▶ [EXERCISE DESCRIPTION]
Extract each line of the data below that contains the string "with".

▶ [INPUT]
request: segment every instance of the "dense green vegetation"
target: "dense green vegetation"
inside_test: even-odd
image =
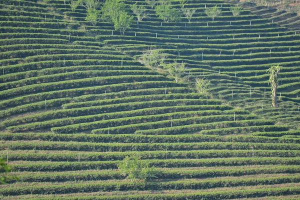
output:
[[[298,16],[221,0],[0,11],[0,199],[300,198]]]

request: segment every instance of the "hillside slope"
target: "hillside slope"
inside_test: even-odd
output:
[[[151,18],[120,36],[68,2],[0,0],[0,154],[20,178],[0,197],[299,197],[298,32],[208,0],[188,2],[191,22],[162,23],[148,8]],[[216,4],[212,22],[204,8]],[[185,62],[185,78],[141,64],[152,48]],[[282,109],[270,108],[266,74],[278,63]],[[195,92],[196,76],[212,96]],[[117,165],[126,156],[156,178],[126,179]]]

==

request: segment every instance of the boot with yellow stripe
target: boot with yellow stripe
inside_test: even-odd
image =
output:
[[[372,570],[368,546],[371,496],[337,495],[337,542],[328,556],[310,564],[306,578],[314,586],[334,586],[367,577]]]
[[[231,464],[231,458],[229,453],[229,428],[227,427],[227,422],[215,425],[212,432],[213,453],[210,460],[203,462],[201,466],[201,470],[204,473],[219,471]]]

▶ [RESULT OF THIS TASK]
request: segment every instance of the boot with yellow stripe
target: boot with yellow stripe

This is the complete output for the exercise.